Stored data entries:
- - -
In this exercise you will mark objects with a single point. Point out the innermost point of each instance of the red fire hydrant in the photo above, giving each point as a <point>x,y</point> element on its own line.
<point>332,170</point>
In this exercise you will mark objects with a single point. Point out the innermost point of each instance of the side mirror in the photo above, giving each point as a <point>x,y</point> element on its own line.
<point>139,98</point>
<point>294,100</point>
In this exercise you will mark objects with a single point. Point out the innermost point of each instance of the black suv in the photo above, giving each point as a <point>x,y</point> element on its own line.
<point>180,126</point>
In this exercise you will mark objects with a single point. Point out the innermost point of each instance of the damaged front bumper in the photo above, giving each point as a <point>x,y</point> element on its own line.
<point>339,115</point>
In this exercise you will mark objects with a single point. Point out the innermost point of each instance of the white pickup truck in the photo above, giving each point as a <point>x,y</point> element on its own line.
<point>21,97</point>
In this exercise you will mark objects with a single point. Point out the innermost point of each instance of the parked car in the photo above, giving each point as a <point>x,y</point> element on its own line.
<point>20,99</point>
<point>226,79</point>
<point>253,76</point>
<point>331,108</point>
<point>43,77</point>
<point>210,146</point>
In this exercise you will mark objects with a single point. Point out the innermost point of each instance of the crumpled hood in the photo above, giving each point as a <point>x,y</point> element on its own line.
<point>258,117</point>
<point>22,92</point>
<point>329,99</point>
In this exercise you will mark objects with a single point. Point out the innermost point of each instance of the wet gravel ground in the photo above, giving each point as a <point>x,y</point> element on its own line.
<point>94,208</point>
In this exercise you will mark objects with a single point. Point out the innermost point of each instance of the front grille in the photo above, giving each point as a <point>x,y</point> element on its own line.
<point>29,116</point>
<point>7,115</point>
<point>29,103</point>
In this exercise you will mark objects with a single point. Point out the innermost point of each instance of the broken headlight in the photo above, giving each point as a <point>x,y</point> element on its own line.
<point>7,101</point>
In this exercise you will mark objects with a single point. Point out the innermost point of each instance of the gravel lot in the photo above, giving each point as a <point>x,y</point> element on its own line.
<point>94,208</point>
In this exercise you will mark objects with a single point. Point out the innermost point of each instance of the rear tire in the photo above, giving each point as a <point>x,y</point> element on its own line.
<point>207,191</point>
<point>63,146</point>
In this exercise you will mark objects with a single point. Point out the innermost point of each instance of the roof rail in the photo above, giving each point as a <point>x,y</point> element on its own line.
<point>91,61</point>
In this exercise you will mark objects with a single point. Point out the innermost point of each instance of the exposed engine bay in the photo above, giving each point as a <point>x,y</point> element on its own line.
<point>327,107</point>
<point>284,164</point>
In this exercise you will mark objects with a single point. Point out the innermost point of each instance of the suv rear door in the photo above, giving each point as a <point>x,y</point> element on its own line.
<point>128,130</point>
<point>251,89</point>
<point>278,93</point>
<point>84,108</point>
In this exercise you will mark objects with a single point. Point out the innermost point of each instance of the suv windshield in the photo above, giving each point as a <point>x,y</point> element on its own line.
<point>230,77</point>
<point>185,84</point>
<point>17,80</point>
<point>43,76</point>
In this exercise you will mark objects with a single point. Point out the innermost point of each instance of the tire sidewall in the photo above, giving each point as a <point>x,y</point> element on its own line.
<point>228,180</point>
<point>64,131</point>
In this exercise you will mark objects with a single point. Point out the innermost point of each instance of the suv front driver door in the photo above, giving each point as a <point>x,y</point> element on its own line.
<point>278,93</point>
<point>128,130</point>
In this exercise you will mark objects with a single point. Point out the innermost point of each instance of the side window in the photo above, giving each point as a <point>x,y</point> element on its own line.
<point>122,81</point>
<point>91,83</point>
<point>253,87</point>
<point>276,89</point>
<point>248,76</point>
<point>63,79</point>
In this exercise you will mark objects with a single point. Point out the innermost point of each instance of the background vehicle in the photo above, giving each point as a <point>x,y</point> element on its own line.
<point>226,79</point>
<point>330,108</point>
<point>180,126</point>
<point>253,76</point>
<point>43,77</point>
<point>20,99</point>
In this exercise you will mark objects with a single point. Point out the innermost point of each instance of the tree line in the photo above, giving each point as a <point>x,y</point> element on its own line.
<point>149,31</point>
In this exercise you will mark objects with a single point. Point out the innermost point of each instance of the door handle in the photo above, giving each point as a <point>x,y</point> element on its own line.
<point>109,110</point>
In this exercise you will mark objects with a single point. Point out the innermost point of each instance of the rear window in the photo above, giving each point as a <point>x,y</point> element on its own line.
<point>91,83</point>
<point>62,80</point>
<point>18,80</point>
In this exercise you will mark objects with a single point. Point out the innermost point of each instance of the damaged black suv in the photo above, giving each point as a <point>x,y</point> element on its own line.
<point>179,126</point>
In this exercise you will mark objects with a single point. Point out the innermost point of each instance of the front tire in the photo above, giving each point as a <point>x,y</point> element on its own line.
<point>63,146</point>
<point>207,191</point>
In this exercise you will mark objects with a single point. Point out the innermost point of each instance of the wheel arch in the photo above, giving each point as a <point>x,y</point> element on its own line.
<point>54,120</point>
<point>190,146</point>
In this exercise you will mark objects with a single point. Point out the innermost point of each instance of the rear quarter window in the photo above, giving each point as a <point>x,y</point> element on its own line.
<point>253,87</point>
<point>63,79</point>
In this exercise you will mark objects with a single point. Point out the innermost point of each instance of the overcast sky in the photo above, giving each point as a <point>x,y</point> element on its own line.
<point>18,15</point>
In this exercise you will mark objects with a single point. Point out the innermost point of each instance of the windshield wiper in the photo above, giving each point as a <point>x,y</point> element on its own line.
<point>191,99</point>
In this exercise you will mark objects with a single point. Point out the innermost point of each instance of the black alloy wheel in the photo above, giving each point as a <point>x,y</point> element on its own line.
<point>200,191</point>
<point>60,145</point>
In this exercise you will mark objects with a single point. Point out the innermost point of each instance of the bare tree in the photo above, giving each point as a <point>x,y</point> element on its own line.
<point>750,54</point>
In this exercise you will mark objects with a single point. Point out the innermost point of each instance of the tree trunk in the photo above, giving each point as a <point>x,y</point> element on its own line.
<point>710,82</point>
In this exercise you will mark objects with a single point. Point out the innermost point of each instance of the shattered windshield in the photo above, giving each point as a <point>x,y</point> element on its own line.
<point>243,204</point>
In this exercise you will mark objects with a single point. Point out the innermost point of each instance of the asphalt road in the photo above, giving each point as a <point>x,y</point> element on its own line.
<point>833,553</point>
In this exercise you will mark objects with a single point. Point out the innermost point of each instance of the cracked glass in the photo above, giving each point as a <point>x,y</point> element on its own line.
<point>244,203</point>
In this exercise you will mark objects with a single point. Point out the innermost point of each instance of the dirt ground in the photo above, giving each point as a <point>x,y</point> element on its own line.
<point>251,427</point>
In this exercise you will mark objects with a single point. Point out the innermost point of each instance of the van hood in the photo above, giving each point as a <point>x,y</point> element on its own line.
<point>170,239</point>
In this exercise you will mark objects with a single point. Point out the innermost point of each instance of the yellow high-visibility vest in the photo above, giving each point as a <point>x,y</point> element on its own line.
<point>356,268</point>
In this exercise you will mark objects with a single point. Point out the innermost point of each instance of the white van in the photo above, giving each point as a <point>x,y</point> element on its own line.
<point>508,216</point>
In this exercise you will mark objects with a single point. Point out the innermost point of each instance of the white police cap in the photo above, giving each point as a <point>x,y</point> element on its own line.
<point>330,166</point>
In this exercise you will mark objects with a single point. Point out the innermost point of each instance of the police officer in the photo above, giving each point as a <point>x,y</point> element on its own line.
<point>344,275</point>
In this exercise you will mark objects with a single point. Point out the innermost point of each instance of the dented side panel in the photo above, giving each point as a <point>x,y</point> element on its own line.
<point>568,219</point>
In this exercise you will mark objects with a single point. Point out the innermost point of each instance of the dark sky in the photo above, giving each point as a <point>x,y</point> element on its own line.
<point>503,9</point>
- - -
Every line above should be retyped exactly as given.

In this exercise you will mark objects with a single point. Point out the innermost point of each instance of the red fire hydrant in the photo above, giving each point as a <point>x,y</point> element on its own line.
<point>332,170</point>
In this exercise you will mark objects with a single point. Point out the innermost point of each instance of the side mirror in the photo above, giving each point as a <point>x,y</point> element on its own line.
<point>139,98</point>
<point>294,100</point>
In this exercise you will mark objects with a single point. Point out the innermost point of each instance of the black suv in the photo above, giving each point as a <point>x,y</point> element on its own line.
<point>180,126</point>
In this exercise you will mark objects with a single point. Point out the innermost point of each instance of the damaged front bumper in the photo above, giving each point as a <point>x,y</point> element on its own line.
<point>339,115</point>
In this exercise you will mark objects with a single point. Point out the innermost point of each instance of the white pickup truck in the photo above, giving each point as a <point>x,y</point> element on its own line.
<point>21,97</point>
In this exercise you will mark objects with a single point. Point out the innermost point of each instance of the parked car in the photo above, giving each point as a <point>x,y</point> element on its own line.
<point>20,99</point>
<point>226,79</point>
<point>253,76</point>
<point>331,108</point>
<point>43,77</point>
<point>210,146</point>
In this exercise you will mark objects with a single point. Point out the innermost point of each instance of the crumpled hood in the photo above, giving each point as a <point>x,y</point> element on its own line.
<point>258,117</point>
<point>22,92</point>
<point>329,99</point>
In this exercise you will mark objects with a single point. Point out the innermost point of each instance of the wet gravel ground in the photo above, giving each point as a <point>x,y</point> element on its own line.
<point>94,208</point>
In this exercise you will mark objects with a single point. Point out the innermost point of each instance of the front grille in the photo above, giving each point as a <point>x,y</point> element on its own line.
<point>29,116</point>
<point>7,115</point>
<point>29,103</point>
In this exercise you will mark objects with a single point. Point out the innermost point of each instance of the broken headlight in the photo above, giving each point as a <point>x,y</point> element on its own line.
<point>7,101</point>
In this exercise you will mark objects with a single point. Point out the innermost point of each instance of the gravel lot in the photo above, giving each point as a <point>x,y</point> element on its own line.
<point>94,208</point>
In this exercise you will mark objects with a single point. Point out the innermost point of each instance of the rear tire in the photo above, giving each point as a <point>x,y</point> element on its own line.
<point>207,191</point>
<point>63,146</point>
In this exercise you will mark objects with a single point. Point out the innermost point of each instance of the roof rail in the photo above, giving each point as a <point>x,y</point> element on its own line.
<point>91,61</point>
In this exercise you will mark objects with a single point. Point out the innermost point of each instance of the exposed engine bay in the photo above, giving each point as a <point>x,y</point> element on its own line.
<point>327,107</point>
<point>284,164</point>
In this exercise you will mark objects with a single point. Point out the innermost point of each instance of the suv rear door in the photo above, giving each point as a <point>x,y</point> element on its own line.
<point>128,130</point>
<point>251,89</point>
<point>278,93</point>
<point>84,108</point>
In this exercise you will mark objects with a single point. Point out the innermost point of each instance of the suv windshield in the photo above, giving each point as a <point>x,y</point> element on its own line.
<point>230,77</point>
<point>185,84</point>
<point>17,80</point>
<point>43,76</point>
In this exercise you will mark objects with a single point. Point out the innermost point of each instance of the tire sidewall in the photo above, giving each point as a <point>x,y</point> element on its own line.
<point>228,180</point>
<point>64,131</point>
In this exercise you will mark objects with a single point. Point out the innermost point of each instance of the suv front driver door in the photo above, giving each point as a <point>x,y</point> element on its own line.
<point>278,93</point>
<point>128,130</point>
In this exercise you will mark objects with a single point. Point out the innermost point of each instance of the side window in the photo above, giving each point as a <point>x,y</point> element on its own line.
<point>122,81</point>
<point>91,83</point>
<point>253,87</point>
<point>276,89</point>
<point>248,76</point>
<point>63,79</point>
In this exercise you will mark objects with a single point. Point out the innermost point of each instance of the background vehicle in the photo above, giving each point as a <point>x,y</point> element on its own line.
<point>226,79</point>
<point>330,108</point>
<point>180,126</point>
<point>253,76</point>
<point>43,77</point>
<point>20,99</point>
In this exercise you will mark objects with a single point. Point out the innermost point of each instance of the tree line in the photo above, giving each point as a <point>x,y</point> element on its own line.
<point>149,31</point>
In this exercise you will mark objects with a single point. Point out the innermost point of each instance of the door handle in the photo above, giving each point as a <point>x,y</point> element on its own line.
<point>109,110</point>
In this exercise you will mark objects with a single point. Point out the innermost point of each instance of the rear window in the photo above, giving each point as a <point>x,y</point> element on its own line.
<point>91,83</point>
<point>62,80</point>
<point>18,80</point>
In this exercise you will mark objects with a single point. Point out the innermost point of each instance of the damaged black suv in the photo above, giving each point as a <point>x,y</point> element on its own line.
<point>179,126</point>
In this exercise you will mark objects with a single point. Point out the innermost point of each instance of the front tire in the photo above, giving each point as a <point>x,y</point> element on its own line.
<point>63,146</point>
<point>207,191</point>
In this exercise you will mark objects with a single point. Point out the innermost point of each instance of the wheel arch in the photo above, giving each point as a <point>x,y</point> element on its own line.
<point>54,120</point>
<point>190,146</point>
In this exercise you will mark objects with a single point. Point out the innermost point of each instance of the rear quarter window in the photo above, giving each point as a <point>x,y</point> element on its own line.
<point>253,87</point>
<point>63,79</point>
In this exercise you will mark objects with a single point. Point out the innermost point of each instance of the overcast sky in the photo above, giving each point as a <point>x,y</point> element on its own line.
<point>18,15</point>
In this exercise you will mark objects with a single point. Point out the innermost point of each instance of the windshield wiper in the photo above, giving each point as a <point>x,y</point> element on its own line.
<point>191,99</point>
In this exercise you will mark objects with a single point. Point out the innermost point of each instance of the black alloy wheel in the photo above, giving each point as a <point>x,y</point> element on its own line.
<point>200,191</point>
<point>60,145</point>
In this exercise you will mark objects with a single point. Point out the innermost point of each instance of the bare tree in the photo above, giving each point as a <point>x,y</point> element on its own line.
<point>750,54</point>
In this exercise you will mark objects with a single point. Point out the innermost point of each instance of the tree trunk in the photo above, giving each point as a <point>x,y</point> element on its own line.
<point>710,82</point>
In this exercise you will mark objects with a single point. Point out the innermost point of each instance of the shattered windshield in the photo above, giving each point as a <point>x,y</point> element on its own line.
<point>243,204</point>
In this exercise you will mark objects with a single point. Point out the innermost point of each instance of the asphalt road in the photo above, giving each point as a <point>x,y</point> element on its own line.
<point>833,553</point>
In this exercise you will mark objects with a single point. Point out the innermost point of each instance of the cracked glass in the photo above, giving each point as a <point>x,y</point> element on its own line.
<point>244,203</point>
In this exercise you will mark objects with a single point. Point out the innermost point of each instance of the dirt ground in the photo above, giving each point as a <point>x,y</point> element on its own line.
<point>251,427</point>
In this exercise you will mark objects with a single point. Point out the innermost point of each instance of the van hood in the photo above, giving each point as a <point>x,y</point> element on its own line.
<point>170,239</point>
In this exercise you will mark objects with a single point. Point out the innermost point of each instance of the yellow high-visibility vest in the photo above, giving each point as a <point>x,y</point> element on its own line.
<point>356,268</point>
In this exercise you will mark objects with a single point. Point out the innermost point of each instance of the white van in the photo above, giving each point as a <point>x,y</point> element on its own line.
<point>508,216</point>
In this exercise you will mark objects with a single point. Point out the innermost point of each instance of the white police cap in the photo above, giving each point as a <point>x,y</point> element on its own line.
<point>330,166</point>
In this exercise you will mark objects with a single point. Point out the innermost point of each instance of the police officer in the photo above, giving each point as a <point>x,y</point> element on its own line.
<point>344,275</point>
In this exercise you will mark objects with a single point. Point out the innermost point of each instance of the dented side panel in the photo above, giving each point as a <point>x,y</point> element on its own line.
<point>568,219</point>
In this exercise you will mark objects with a single point. Point out the innermost point of each instance of the dark sky in the photo above, giving each point as a <point>x,y</point> element on its own line.
<point>503,9</point>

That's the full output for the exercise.